Instructions for the task – Please rewrite every line of all the records below as a numbered list, leaving out any blank lines.

Exercise inputs –
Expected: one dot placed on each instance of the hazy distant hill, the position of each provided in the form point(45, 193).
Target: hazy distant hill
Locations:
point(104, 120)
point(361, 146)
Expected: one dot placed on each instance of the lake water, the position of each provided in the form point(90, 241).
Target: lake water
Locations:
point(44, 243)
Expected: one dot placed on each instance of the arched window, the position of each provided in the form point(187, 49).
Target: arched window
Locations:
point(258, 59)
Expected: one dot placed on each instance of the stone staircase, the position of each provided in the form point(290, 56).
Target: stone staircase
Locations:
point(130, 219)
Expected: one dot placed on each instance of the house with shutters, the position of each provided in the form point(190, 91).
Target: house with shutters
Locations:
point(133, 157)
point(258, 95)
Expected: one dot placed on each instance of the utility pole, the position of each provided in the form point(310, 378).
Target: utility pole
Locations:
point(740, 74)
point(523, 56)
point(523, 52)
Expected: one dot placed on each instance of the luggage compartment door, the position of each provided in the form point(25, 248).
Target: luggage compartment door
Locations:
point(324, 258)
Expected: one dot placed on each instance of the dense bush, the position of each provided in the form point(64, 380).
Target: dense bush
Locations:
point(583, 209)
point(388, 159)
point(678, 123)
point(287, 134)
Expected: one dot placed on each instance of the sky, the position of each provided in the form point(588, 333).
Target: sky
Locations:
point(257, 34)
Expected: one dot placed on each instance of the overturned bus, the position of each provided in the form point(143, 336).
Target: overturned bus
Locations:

Response to the exercise –
1. Expected: one dot placed on each instance of the hazy distant hill, the position of each provided in the form point(45, 193).
2. Target: hazy distant hill
3. Locations:
4. point(104, 120)
5. point(361, 146)
6. Expected: one dot placed on each instance of the lake water, the position of each provided in the form point(90, 241).
7. Target: lake water
8. Locations:
9. point(44, 243)
10. Expected: one dot placed on each instance of the arched window, the position of each provided in the form point(187, 49).
11. Target: arched window
12. Locations:
13. point(258, 59)
14. Expected: one dot placed on each instance of the stone staircase, the position of each provided in the form point(290, 56).
15. Target: stone staircase
16. Locations:
17. point(130, 219)
18. Expected: one dot placed on each instance of the house with shutters, the position of each provided in the form point(190, 91).
19. Target: house with shutters
20. Locations:
21. point(133, 157)
22. point(258, 95)
23. Expected: one dot placed on each instance of the utility pole, the position of each provided in the form point(310, 378).
24. Target: utility pole
25. Locations:
26. point(740, 74)
27. point(523, 56)
28. point(523, 52)
29. Expected: one dot placed on each instance of the luggage compartment door, the position of each provided in the form point(25, 248).
30. Target: luggage compartment door
31. Locations:
32. point(324, 258)
33. Expected: one dot placed on each instance of the dense bush, the position of each provided in the form point(64, 380).
34. Target: dense bush
35. Locations:
36. point(583, 209)
37. point(388, 159)
38. point(678, 123)
39. point(287, 134)
40. Expected: one dot placed on each instance of the sky, the position of each provided in the form point(588, 333).
41. Target: sky
42. Locations:
43. point(257, 34)
44. Expected: one dot placed on each instance of the overturned bus, the position of each provided in the form point(143, 336).
45. Target: overturned bus
46. Locations:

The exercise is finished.